Problems to solve:
(a) Copy out the stretch of the conference recap from "Starting with data" through "satisfaction, and ROI.", word for word.
(b) Write the next part of the recap of Bryan DeMaria's conference talk, picking up after its final sentence.

Page extract:
........
July 15, 2020 | By Greg Bailey

Tempus Resource 2020 Virtual Conference Recap: Bryan DeMaria, MUFG Investor Services

We’re grateful to Bryan DeMaria for his detailed presentation and invite you to watch it in full below:


Sixteen months ago, when MUFG Investor Services implemented Tempus Resource, Brian DeMaria, Director of Corporate Planning, already knew why “the wave” mattered for his company’s people and finances. In his presentation at the Tempus Resource 2020 Virtual Conference, Mr. DeMaria honed in on how seasonality—or the waves of business activities and work trendscan be understood for its impact on longevity, productivity, time effectiveness, and cost savings.

Starting with data

Mr. DeMaria recounted MUFG’s adoption of Tempus Resource, which the organization implemented sixteen months ago. With over 50,000 time entries and 800,000 hours of work, MUFG used Tempus to gather vast amounts of data with various analysis techniques.

Their use case included a single business line and four different business titles, and their goals included standardizing processes, automating functions, and drawing closer to clients to improve service. All the while, they monitored KPIs, cost savings, customer satisfaction, and ROI.

DeMaria’s 6-step method

In essence, what MUFG did was follow Mr. DeMaria’s 6-step method for “how to catch the wave.” It begins with gathering data with a system like Tempus and knowing which variables you want to measure. In MUFG’s case, it was HR data—resources’ skills, knowledge, location, rank, exempt/nonexempt status, etc. When collecting data, it’s also crucial to have a clearly defined scope to avoid data paralysis.

The second step is analyzing all your data and mining for useful statistics and facts. Analysis should target “one wave at a time” and avoid taking on too much and risking errors or bad assumptions. Next, with your business and strategy in mind, is choosing your solution. Armed with KPIs and measures for success, it’s time to turn the solution into a project, present the plan to stakeholders, and gain approval and buy-in. For the duration of work, choose a cadence for regular monitoring, comparing plans vs. actuals and using quantitative and qualitative measures. Finally, deciding whether to continue or change course comes in the evaluation phase, where you validate your successes and decide on next steps.
........
Rows of box annotation data:
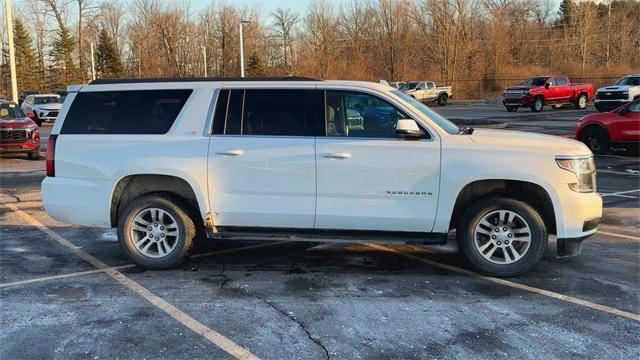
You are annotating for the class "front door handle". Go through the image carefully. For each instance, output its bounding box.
[216,150,244,156]
[322,152,351,159]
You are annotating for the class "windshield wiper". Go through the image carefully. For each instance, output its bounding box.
[458,125,473,135]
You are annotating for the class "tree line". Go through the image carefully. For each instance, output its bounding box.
[0,0,640,95]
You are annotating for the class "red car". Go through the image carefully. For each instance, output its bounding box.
[502,75,595,112]
[0,101,40,160]
[576,100,640,154]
........
Expected answers:
(a)
Starting with data

Mr. DeMaria recounted MUFG’s adoption of Tempus Resource, which the organization implemented sixteen months ago. With over 50,000 time entries and 800,000 hours of work, MUFG used Tempus to gather vast amounts of data with various analysis techniques.

Their use case included a single business line and four different business titles, and their goals included standardizing processes, automating functions, and drawing closer to clients to improve service. All the while, they monitored KPIs, cost savings, customer satisfaction, and ROI.

(b)
“The wave is always there,” Mr. DeMaria concluded. This method of using Tempus data and reports is one way to achieve results and better serve employees.

Transcript: How to Catch the Wave

Hello everyone.  I am Bryan DeMaria.  I will be presenting on how to catch the wave of business.  

We implemented Tempus 16 months ago.  We did it in a three-month getting into production, you could say.  We use it for several aspects of our business, project management, and we also use it for actual business capabilities and I’m more talking about the business side of it since we have a lot of great presenters today about projects and so forth.  We also use it in the profitability, time usage and related to time usage is “The Wave.”  The wave is the seasonal trend of activities with peaks and valleys, high points and low points, or what most people believe or know it as seasonality.  Me being in North Texas, the closest wave I ever dream of is on the left which is a six hour drive away, but in business it is the one to the right in an ideal form, very easy to know when your high points and low points are.  Why this is important is your people and your money.  Understand the Wave has a large impact.  It can cause a lot of problems, but also if you can understand it and use it well, it gives better longevity to your teams, better productivity, better time effectiveness and from the money side because people will look after that and look at it, if normally salary expense is only 43 percent of your operating expense, so if you have to hire a lot more people, that means your costs go up which causes your finance people to be very sad inside. That being said, the way to handle it is kind of a “how to” in a general sense.  To catch the wave, it’s pretty much this.  You need to gather the right data, you need to analyze it, get solutions based on your business, you need to get action and approval pretty much the action for approval, you need to monitor it and evaluate it in a way to see if it did what needed to be done or do you need to go down another path so it’s successful or do you break it down further and further like any good analysis.  This is just a general guideline.  This isn’t an academic model, this is just trying to help frame around how you can be successful in this endeavor.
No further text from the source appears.